**WHAT YOU WILL DO:**
- a) Answer these questions using the passage on the Chinese liver fluke, one answer per line.
(i) Which PDB IDs served as the bile acid transporter template for the CsSBAT models?
(ii) Which compound showed the least hepatotoxicity?
(iii) How do people become infected with C. sinensis?
- b) Extend the passage on the Chinese liver fluke, starting right after its final sentence.

----- GIVEN PASSAGE

Clonorchis sinensis requires bile acid transporters as this fluke inhabits bile juice-filled biliary ducts, which provide an extreme environment. Clonorchis sinensis sodium-bile acid co-transporter (CsSBAT) is indispensable for the fluke’s survival in the final host, as it circulates taurocholate and prevents bile toxicity in the fluke; hence, it is recognized as a useful drug target.

Methodology and principal findings

In the present study, using structure-based virtual screening approach, we presented inhibitor candidates targeting a bile acid-binding pocket of CsSBAT. CsSBAT models were built using tertiary structure modeling based on a bile acid transporter template (PDB ID: 3zuy and 4n7x) and were applied into AutoDock Vina for competitive docking simulation. First, potential compounds were identified from PubChem (holding more than 100,000 compounds) by applying three criteria: i) interacting more favorably with CsSBAT than with a human homolog, ii) intimate interaction to the inward- and outward-facing conformational states, iii) binding with CsSBAT preferably to natural bile acids. Second, two compounds were identified following the Lipinski’s rule of five. Third, other two compounds of molecular weight higher than 500 Da (Mr > 500 Da) were presumed to efficiently block the transporter via a feasible rational screening strategy. Of these candidates, compound 9806452 exhibited the least hepatotoxicity that may enhance drug-likeness properties.

Conclusions

It is proposed that compound 9806452 act as a potential inhibitor toward CsSBAT and further studies are warranted for drug development process against clonorchiasis.

Author summary

Clonorchis sinensis, the Chinese liver fluke, is a parasite infecting human. People are infected via ingesting raw freshwater fishes carrying C. sinensis metacercariae, the encysted form of larvae. Clonorchiasis is a disease caused by C. sinensis, which affects primarily the host hepatobiliary organs. World Health Organization has classified C. sinensis as a biological carcinogen inducing cholangiocarcinoma. Praziquantel has been a therapeutical choice for clonorchiasis. However, the flukes resistant to the drug have emerged due to the extensive use of it. Hence, it is necessary to develop new chemotherapeutic agents to outwit the drug-resistant worms. Sodium-dependent bile acid transporter of C. sinensis (CsSBAT) is essential for the survival of C. sinensis in the bile environment. When CsSBAT is inhibited, bile acids accumulate in the worm’s tissues and cells, which are detrimental to the survival of the worm. Structure-based virtual screening is a powerful approach for compound identification and drug development. Here, we prepared CsSBAT structures using tertiary structure modeling and refinement. We identified four putative inhibitory compounds, which competitively targeted the bile acid-binding pocket of CsSBAT. One inhibitor candidate revealed the least oral toxicity and hepatotoxicity that may enhance its druggability.

----------
----- DATA EXCERPTS

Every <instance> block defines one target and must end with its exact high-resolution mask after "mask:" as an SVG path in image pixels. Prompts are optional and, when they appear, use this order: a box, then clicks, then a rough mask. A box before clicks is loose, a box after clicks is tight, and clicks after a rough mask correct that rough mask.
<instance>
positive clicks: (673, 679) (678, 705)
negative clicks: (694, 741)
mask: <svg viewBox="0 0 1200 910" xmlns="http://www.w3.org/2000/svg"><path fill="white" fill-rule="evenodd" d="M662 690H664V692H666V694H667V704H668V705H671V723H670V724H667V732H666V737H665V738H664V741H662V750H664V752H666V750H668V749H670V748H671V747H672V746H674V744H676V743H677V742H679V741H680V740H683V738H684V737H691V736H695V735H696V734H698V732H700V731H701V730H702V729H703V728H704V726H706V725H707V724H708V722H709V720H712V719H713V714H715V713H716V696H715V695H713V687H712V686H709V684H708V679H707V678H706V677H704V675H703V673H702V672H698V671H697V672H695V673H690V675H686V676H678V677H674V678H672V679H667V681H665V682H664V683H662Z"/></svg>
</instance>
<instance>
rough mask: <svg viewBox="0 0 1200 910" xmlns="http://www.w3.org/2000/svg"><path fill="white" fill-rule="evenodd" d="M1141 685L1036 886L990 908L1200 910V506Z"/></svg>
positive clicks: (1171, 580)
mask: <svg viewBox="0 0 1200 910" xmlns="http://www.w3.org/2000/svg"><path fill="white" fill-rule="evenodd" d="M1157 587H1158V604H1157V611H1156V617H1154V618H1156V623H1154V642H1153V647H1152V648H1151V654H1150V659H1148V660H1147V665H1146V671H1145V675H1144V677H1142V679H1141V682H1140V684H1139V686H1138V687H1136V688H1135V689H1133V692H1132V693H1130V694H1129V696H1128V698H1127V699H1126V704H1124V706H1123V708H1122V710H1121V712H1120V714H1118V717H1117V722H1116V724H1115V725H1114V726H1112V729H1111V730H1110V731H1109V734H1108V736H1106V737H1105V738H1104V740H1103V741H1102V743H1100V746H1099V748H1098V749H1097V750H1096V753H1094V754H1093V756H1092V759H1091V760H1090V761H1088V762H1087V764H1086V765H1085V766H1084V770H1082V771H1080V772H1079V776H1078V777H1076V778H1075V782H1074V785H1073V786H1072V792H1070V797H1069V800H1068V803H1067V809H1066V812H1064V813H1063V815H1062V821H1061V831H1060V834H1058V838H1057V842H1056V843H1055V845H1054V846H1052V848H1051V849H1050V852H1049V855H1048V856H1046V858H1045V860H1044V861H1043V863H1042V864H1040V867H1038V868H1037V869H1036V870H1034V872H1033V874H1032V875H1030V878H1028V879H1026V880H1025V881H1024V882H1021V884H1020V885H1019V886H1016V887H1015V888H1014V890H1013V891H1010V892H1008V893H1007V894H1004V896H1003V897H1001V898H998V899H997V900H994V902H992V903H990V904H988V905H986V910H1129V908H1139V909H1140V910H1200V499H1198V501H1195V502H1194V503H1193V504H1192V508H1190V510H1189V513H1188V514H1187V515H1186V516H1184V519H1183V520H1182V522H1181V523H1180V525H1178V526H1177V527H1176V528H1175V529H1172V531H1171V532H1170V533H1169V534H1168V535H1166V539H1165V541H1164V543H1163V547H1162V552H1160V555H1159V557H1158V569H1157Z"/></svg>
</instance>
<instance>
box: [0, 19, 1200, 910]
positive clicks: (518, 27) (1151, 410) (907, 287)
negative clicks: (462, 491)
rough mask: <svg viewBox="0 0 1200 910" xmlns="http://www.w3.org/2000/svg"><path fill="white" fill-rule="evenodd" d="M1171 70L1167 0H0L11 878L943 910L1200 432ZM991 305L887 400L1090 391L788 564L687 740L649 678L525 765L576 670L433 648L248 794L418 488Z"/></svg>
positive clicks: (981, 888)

----------

**SOLVED TASKS:**
- a)
(i) 3zuy and 4n7x
(ii) Compound 9806452
(iii) By eating raw freshwater fishes carrying C. sinensis metacercariae

- b)
Citation: Yoo WG, Dai F, Pak JH, Hong S-J, Song J-H (2022) Structure-based virtual screening and molecular dynamics of potential inhibitors targeting sodium-bile acid co-transporter of carcinogenic liver fluke Clonorchis sinensis. PLoS Negl Trop Dis 16(11): e0010909. https://doi.org/10.1371/journal.pntd.0010909

Editor: Sutas Suttiprapa, Khon Kaen University Faculty of Medicine, THAILAND

Received: July 23, 2022; Accepted: October 25, 2022; Published: November 9, 2022

Copyright: © 2022 Yoo et al. This is an open access article distributed under the terms of the Creative Commons Attribution License, which permits unrestricted use, distribution, and reproduction in any medium, provided the original author and source are credited.

Data Availability: All relevant data are within the manuscript and its Supporting Information files.

Funding: This research was supported by the National Research Foundation of Korea (NRF; http://www.nrf.re.kr) funded by the Ministry of Science, ICT & Future Planning (grant no. NRF2018R1C1B6005581 and NRF2022R1A2C1093376) to WGY, and the Natural Science Fund of Jiangsu Province (grant no. BK20200879) to FD. The funders had no role in study design, data collection and analysis, decision to publish, or preparation of the manuscript.

Competing interests: The authors have declared that no competing interests exist.

Introduction

Clonorchis sinensis is a trematode parasite commonly observed in humans and is transmitted by eating raw or undercooked freshwater fish contaminated with its metacercariae [1]. The intensity and duration of the infection determine the disease complications caused by this trematode. World Health Organization has classified C. sinensis as a Group 1 biological carcinogen inducing cholangiocarcinoma in humans [2].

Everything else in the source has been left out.